Brief ::
Copy the material word for word, from its first line through the line that contains "29), (716, 38)]", including that line.
━━━━━ Records supplied
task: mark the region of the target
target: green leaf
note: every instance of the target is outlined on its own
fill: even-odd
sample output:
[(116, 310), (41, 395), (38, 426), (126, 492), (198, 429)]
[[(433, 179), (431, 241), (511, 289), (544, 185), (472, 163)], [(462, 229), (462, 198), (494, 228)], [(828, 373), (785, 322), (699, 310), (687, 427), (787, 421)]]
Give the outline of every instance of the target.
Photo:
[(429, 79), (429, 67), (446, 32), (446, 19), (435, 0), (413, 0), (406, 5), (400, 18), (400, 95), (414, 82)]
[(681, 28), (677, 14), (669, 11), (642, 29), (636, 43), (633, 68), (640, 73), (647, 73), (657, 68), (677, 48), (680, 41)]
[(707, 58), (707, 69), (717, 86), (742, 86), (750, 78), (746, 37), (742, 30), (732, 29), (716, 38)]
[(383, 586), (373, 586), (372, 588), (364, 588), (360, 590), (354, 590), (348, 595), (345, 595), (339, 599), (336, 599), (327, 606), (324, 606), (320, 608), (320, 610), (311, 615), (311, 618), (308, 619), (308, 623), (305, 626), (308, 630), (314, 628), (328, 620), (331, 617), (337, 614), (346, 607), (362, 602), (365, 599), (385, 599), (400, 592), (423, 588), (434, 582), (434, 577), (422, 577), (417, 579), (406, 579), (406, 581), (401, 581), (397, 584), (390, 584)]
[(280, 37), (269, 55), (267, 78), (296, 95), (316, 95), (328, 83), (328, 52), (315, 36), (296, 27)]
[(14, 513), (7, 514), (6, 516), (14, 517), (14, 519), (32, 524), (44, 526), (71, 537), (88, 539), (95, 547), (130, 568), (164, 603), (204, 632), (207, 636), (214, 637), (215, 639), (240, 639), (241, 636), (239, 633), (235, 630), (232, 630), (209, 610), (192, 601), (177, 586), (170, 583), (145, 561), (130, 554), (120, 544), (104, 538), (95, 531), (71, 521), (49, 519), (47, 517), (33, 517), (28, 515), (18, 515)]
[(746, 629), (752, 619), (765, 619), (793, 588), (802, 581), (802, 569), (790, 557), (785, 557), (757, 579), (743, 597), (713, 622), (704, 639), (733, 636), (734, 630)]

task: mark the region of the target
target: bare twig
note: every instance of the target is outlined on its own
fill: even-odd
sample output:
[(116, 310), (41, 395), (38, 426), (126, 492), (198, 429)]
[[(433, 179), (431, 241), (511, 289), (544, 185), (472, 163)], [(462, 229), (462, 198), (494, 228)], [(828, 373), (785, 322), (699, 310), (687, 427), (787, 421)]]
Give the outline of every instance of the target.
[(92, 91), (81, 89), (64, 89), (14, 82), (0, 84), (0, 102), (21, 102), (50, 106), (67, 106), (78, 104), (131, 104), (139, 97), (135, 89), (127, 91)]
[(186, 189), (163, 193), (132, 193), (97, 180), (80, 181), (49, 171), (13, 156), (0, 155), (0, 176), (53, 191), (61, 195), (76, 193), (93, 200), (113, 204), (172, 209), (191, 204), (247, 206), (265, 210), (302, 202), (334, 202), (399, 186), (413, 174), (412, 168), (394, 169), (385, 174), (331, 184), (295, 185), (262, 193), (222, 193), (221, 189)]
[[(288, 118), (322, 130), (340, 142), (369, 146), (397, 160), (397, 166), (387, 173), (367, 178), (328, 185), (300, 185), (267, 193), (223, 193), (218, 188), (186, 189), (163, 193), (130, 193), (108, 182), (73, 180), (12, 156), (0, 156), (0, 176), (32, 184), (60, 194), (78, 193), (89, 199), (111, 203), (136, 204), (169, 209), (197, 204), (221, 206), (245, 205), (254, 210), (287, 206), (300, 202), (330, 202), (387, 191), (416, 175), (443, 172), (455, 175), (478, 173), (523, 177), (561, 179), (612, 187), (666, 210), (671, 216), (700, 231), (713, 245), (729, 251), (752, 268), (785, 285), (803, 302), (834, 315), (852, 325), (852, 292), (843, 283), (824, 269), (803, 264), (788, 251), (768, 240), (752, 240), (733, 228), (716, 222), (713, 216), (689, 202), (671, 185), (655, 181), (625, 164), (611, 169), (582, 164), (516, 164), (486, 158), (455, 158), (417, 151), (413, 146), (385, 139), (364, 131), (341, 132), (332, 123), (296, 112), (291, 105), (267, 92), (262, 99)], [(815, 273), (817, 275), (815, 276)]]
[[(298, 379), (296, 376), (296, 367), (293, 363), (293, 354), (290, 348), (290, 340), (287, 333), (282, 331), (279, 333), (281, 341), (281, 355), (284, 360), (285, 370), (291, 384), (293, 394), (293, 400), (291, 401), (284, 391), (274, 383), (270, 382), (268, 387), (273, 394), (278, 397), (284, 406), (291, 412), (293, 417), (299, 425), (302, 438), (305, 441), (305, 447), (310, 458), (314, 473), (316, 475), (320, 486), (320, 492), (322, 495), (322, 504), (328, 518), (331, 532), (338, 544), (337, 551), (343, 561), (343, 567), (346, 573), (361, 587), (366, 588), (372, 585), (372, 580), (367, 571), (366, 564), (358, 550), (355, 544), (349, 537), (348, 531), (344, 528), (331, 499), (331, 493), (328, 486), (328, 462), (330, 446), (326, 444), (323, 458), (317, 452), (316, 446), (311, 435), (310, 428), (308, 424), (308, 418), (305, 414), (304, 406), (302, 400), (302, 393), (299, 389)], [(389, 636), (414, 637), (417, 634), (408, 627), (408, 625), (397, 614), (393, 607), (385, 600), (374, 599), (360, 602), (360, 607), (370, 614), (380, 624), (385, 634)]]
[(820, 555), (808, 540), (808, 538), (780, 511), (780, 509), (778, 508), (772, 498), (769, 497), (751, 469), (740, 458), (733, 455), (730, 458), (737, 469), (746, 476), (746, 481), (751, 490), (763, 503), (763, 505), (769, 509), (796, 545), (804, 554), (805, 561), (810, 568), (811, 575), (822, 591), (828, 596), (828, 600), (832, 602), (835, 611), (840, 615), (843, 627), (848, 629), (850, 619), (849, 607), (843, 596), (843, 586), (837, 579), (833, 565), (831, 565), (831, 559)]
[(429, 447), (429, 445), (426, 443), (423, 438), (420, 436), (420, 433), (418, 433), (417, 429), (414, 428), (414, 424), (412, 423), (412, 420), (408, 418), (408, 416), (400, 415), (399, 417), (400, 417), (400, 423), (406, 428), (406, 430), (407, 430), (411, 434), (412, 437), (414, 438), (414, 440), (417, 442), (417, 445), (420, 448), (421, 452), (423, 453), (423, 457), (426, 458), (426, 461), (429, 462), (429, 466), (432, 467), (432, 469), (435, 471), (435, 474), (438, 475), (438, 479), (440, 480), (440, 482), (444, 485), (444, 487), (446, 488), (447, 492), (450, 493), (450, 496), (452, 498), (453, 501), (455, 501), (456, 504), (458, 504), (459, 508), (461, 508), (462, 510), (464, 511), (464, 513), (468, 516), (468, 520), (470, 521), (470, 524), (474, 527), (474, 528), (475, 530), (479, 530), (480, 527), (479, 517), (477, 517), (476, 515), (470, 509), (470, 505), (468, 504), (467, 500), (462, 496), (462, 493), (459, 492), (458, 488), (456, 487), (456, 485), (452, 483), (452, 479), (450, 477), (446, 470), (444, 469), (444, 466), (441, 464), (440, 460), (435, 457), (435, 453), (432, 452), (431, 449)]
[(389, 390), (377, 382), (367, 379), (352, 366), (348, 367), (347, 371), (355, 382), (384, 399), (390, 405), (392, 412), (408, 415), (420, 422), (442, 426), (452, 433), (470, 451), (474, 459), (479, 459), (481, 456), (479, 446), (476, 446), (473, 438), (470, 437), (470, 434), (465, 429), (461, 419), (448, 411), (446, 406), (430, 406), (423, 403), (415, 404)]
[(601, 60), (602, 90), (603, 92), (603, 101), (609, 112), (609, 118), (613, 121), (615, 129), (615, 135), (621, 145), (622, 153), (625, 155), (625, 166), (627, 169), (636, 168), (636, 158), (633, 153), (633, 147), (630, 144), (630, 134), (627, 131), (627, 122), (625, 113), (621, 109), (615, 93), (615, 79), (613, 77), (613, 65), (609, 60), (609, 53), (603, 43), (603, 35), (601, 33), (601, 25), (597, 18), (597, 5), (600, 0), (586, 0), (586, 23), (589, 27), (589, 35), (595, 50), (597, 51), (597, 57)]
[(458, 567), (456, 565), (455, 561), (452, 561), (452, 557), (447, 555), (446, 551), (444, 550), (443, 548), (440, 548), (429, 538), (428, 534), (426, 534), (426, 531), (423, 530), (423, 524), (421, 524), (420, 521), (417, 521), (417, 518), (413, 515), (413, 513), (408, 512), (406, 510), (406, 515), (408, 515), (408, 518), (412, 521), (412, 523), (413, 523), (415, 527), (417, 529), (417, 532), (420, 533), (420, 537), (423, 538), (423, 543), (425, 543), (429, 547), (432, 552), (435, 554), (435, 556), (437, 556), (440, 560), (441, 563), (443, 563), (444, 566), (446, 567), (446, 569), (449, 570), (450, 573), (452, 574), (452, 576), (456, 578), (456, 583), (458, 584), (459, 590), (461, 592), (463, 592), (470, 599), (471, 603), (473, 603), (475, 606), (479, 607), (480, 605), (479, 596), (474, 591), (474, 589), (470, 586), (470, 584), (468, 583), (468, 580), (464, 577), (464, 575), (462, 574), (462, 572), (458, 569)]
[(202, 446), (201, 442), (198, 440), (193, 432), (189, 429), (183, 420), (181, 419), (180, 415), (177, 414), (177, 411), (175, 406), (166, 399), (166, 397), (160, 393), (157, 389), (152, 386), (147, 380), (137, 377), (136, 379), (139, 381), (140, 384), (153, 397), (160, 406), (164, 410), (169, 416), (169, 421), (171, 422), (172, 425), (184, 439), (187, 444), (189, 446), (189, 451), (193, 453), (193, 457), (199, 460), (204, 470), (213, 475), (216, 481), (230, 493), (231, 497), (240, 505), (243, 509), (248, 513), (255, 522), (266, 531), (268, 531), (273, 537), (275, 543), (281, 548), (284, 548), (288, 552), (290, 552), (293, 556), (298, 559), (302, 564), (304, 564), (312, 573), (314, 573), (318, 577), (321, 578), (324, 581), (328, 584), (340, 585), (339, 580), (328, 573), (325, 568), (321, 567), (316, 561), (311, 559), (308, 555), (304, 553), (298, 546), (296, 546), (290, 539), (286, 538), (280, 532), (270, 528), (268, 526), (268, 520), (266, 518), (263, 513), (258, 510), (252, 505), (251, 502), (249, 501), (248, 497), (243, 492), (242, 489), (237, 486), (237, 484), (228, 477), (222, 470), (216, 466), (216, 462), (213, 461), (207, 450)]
━━━━━━━━━━
Answer for the task ::
task: mark the region of the target
target: green leaf
note: every instance of the target is outlined on its own
fill: even-odd
sample output:
[(116, 310), (41, 395), (38, 426), (126, 492), (198, 429)]
[[(433, 179), (431, 241), (511, 289), (544, 185), (472, 163)], [(462, 229), (462, 198), (494, 228)], [(828, 373), (785, 322), (699, 310), (687, 427), (787, 421)]]
Give the outline of every instance of the target.
Photo:
[(429, 79), (429, 67), (446, 32), (446, 19), (435, 0), (413, 0), (406, 5), (400, 18), (400, 95), (414, 82)]
[(681, 28), (677, 14), (669, 11), (642, 29), (636, 43), (633, 68), (640, 73), (647, 73), (657, 68), (677, 48), (680, 41)]
[(707, 58), (707, 69), (717, 86), (742, 86), (750, 78), (746, 37), (742, 30), (732, 29), (716, 38)]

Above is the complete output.